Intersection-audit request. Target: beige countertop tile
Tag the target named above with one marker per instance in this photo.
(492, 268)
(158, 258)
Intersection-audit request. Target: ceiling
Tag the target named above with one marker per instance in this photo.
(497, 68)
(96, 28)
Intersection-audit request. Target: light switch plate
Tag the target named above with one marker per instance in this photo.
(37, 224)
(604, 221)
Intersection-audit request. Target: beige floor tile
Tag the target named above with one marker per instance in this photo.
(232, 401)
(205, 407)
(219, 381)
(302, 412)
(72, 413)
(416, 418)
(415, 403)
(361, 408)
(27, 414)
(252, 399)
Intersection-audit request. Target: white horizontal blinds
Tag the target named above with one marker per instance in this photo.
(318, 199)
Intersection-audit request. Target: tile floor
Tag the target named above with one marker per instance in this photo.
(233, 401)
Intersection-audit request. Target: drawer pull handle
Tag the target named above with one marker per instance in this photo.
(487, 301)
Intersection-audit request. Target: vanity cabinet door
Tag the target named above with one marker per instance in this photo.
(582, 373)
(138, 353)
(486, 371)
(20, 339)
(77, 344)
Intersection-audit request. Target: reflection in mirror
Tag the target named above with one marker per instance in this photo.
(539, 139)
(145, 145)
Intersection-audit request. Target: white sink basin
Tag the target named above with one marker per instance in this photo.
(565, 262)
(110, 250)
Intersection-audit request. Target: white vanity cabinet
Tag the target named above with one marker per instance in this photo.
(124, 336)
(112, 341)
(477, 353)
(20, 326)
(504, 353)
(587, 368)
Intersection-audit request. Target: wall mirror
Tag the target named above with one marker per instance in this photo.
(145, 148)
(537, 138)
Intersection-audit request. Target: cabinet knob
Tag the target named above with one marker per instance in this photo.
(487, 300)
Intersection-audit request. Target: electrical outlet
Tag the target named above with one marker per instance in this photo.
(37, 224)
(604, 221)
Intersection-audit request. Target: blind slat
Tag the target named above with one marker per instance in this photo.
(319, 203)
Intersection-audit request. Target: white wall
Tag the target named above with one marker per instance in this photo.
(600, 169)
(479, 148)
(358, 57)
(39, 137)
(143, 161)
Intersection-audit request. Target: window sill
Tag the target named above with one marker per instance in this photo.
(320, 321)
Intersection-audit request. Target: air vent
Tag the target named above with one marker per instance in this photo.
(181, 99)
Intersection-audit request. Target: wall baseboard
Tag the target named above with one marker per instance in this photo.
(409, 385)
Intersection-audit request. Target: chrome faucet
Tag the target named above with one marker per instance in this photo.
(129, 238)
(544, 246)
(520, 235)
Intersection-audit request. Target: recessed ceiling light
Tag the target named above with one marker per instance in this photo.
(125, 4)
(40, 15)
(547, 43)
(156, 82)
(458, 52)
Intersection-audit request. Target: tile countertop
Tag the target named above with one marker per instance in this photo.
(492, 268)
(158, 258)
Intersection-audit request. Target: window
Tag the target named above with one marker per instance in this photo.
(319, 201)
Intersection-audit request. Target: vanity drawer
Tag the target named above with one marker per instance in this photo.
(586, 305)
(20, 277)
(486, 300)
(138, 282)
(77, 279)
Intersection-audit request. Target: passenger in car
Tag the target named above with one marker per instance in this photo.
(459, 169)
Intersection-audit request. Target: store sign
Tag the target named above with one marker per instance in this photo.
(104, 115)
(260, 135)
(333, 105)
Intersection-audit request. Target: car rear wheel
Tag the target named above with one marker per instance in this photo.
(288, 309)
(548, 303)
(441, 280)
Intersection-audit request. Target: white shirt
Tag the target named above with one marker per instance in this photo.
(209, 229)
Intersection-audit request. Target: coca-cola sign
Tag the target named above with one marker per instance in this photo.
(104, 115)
• • • •
> **Set exercise**
Rewrite the lines starting at the one that contains "Intersection-audit request. Target: car" and ending with the last line of the entries, switching "white shirt" to "blue shirt" and leaving everything else unchanged.

> **Output below**
Intersection-audit request. Target: car rear wheel
Tag the target named above with one marker per instance in this photo.
(288, 309)
(548, 303)
(441, 280)
Intersection-audit request. Target: blue shirt
Tag the target named above with one marker per instance in this photo.
(209, 229)
Intersection-audit request. Target: coca-cola sign
Tag the target named above with one marker per instance in this photo.
(104, 115)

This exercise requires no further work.